-- START Material for the task --

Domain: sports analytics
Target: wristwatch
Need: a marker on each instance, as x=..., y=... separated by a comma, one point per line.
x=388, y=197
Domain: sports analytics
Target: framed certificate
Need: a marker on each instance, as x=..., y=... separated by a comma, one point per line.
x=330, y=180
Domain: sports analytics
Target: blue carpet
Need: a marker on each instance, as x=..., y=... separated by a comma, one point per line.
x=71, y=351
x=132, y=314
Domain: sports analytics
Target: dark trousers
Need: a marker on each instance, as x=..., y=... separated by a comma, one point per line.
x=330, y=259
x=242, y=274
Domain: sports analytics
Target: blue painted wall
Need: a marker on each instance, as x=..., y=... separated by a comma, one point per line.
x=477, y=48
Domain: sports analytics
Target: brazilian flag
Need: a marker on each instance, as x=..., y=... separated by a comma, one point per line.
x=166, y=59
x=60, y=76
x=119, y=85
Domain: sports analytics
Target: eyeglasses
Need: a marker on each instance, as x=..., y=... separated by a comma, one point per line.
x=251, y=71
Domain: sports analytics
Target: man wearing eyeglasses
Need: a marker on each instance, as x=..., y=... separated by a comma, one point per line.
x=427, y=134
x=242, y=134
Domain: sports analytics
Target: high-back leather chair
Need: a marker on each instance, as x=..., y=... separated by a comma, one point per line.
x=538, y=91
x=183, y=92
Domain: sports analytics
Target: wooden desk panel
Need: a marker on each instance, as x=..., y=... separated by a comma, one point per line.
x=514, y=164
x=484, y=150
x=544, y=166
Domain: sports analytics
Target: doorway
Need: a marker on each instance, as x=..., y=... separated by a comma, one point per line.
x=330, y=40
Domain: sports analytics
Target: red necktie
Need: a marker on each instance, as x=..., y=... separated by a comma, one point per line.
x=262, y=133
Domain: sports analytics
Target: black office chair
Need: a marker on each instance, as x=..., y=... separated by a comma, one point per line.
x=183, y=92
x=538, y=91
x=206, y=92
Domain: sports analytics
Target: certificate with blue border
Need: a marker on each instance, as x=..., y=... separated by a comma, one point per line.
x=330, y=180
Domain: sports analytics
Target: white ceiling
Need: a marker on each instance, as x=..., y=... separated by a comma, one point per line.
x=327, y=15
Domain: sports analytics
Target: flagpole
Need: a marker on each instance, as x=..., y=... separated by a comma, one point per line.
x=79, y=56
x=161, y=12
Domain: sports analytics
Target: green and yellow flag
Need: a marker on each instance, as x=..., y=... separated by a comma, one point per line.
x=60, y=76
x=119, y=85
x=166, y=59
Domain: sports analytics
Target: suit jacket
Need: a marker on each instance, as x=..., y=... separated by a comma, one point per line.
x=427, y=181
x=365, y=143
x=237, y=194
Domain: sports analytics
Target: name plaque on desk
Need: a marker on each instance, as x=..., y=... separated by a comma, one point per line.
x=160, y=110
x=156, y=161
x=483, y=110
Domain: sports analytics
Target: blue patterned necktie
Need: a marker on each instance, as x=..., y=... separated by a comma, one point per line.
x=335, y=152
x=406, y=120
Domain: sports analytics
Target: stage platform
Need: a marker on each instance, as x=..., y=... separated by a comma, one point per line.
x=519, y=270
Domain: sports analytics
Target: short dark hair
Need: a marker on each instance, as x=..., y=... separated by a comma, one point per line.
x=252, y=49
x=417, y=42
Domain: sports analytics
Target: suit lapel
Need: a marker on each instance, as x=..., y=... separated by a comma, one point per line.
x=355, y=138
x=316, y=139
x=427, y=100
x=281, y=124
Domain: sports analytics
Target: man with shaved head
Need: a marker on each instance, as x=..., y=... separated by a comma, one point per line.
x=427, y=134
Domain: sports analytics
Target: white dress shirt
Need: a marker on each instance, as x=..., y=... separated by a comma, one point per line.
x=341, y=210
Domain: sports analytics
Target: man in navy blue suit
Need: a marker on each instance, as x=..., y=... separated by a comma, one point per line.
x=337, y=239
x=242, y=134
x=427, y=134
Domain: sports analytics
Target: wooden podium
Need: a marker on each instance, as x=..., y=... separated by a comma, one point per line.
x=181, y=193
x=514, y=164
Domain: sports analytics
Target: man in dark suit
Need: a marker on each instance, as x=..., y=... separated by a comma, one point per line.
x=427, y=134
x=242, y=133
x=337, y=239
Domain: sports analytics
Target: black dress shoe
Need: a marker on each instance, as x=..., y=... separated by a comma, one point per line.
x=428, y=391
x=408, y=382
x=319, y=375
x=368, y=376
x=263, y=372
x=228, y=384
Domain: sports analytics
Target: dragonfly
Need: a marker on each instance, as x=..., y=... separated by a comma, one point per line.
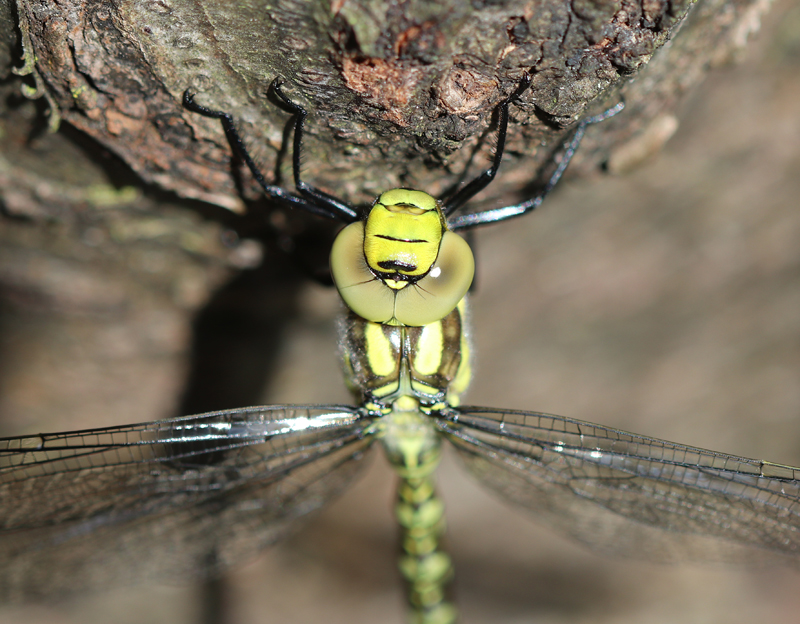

-- END Material for the task --

:: Exercise ::
Please reproduce every row above word for word, leaving out the pictures.

:: Solved problem ::
Domain: sports analytics
Target: wristwatch
Need: a marker on each instance, as x=..., y=... separated by a comma, one point per line.
x=388, y=197
Domain: sports analytics
Target: framed certificate
Need: a marker on each instance, as x=..., y=... separated by a comma, one point per line.
x=330, y=180
Domain: sports analytics
Target: blue carpet
Need: a marker on each instance, as x=..., y=... separated by a comma, one point per line.
x=71, y=351
x=132, y=314
Domain: sports analytics
Target: dark trousers
Need: a marker on each instance, as x=..., y=... separated by a comma, one point per line.
x=330, y=259
x=242, y=274
Domain: sports analytics
Target: blue painted wall
Need: a marker on each instance, as x=..., y=... separated by a comma, one point per line.
x=477, y=48
Domain: sports analytics
Target: brazilian flag
Need: a marker on each instance, as x=..., y=... separated by a comma, one point per line.
x=166, y=59
x=60, y=76
x=119, y=85
Domain: sports analytics
Target: eyeglasses
Need: a marker on each instance, as x=..., y=... separated by a comma, one point per line.
x=251, y=71
Domain: sports analytics
Target: man wearing eyeglasses
Need: a marker on each instance, as x=..., y=... separated by a comma, one point per line.
x=427, y=134
x=242, y=134
Domain: sports analytics
Target: high-back leather chair
Need: a marker on each instance, as x=..., y=... separated by a comma, one point per line.
x=538, y=91
x=183, y=92
Domain: sports analytics
Target: wooden desk panel
Need: a marker on each instance, as x=..., y=... separated by a comma, one point per line.
x=514, y=164
x=484, y=150
x=544, y=166
Domain: sports analytics
Target: doorway
Need: a marker on each instance, as x=..., y=... separated by a comma, one point per line.
x=330, y=40
Domain: sports analytics
Target: red necktie
Need: a marker on each instance, as x=..., y=... separated by a comma, one point per line.
x=262, y=133
Domain: sports analytics
Target: black office chair
Need: a marker on each instance, as x=..., y=... separated by a comma, one point per line.
x=183, y=92
x=538, y=91
x=206, y=92
Domain: sports analytics
Target: certificate with blue border
Need: a marker on each instance, as x=..., y=... separated by a comma, one point per line.
x=330, y=180
Domain: sports analytics
Target: white ceiling
Need: a marker on each instance, as x=..., y=... separated by a comma, one point per line.
x=327, y=15
Domain: sports analytics
Target: flagpole
Need: a marker on each instance, as x=..., y=... separated by a comma, one point per line.
x=79, y=56
x=161, y=12
Domain: sports analytics
Target: green and yellow flag
Need: a marker on each instance, as x=..., y=... separated by a comma, one point per line.
x=60, y=76
x=119, y=85
x=166, y=59
Domain: sports analytics
Target: suit jacket
Need: a marker on each instance, as x=..., y=... separated by a comma, one point per line.
x=427, y=181
x=365, y=143
x=237, y=194
Domain: sports analytics
Target: name plaque on desk
Need: a marker on each instance, as x=..., y=... separated by a comma, one point per line.
x=160, y=110
x=156, y=161
x=483, y=110
Domain: sports analytics
Target: blue patterned necktie
Need: a marker on each instance, as x=..., y=... separated by a comma, one point per line.
x=335, y=152
x=406, y=120
Domain: sports analytics
Target: stage platform
Need: a marker on each instance, as x=..., y=... separated by a comma, one point per line.
x=519, y=270
Domain: sports analytics
Target: short dark hair
Need: a marker on each instance, as x=..., y=... separated by a comma, one point per line.
x=252, y=49
x=417, y=42
Domain: sports analytics
Target: suit lapel
Need: a marker on each instance, as x=..., y=... separated by a comma, one point per line.
x=355, y=138
x=316, y=139
x=427, y=100
x=281, y=124
Domain: sports analytics
Target: man with shaved head
Need: a marker on each instance, as x=..., y=... separated by a comma, one point per line.
x=427, y=134
Domain: sports analytics
Target: white dress shirt
Need: a marker on each instance, as x=..., y=... separated by a comma, one point per line.
x=341, y=210
Domain: sports analytics
Target: man in navy blue suit
Need: a marker on each instance, as x=..., y=... separated by a comma, one point per line.
x=337, y=239
x=242, y=134
x=427, y=134
Domain: sports analytics
Target: wooden podium
Need: a marker on each instance, as x=..., y=... separated by a comma, one point per line.
x=181, y=193
x=514, y=164
Domain: sports analytics
Target: man in dark suit
Need: a marker on each instance, as x=..., y=... separated by a comma, one point per line.
x=427, y=134
x=242, y=133
x=337, y=239
Domain: sports analytics
Target: black dress shoe
Need: a marker on each instance, as x=..., y=... separated by a comma, one point per line.
x=428, y=391
x=408, y=382
x=319, y=375
x=368, y=376
x=263, y=372
x=228, y=384
Domain: sports analytics
Target: dragonfly
Need: a marker on each instance, as x=..., y=... separated by a comma, one point per line.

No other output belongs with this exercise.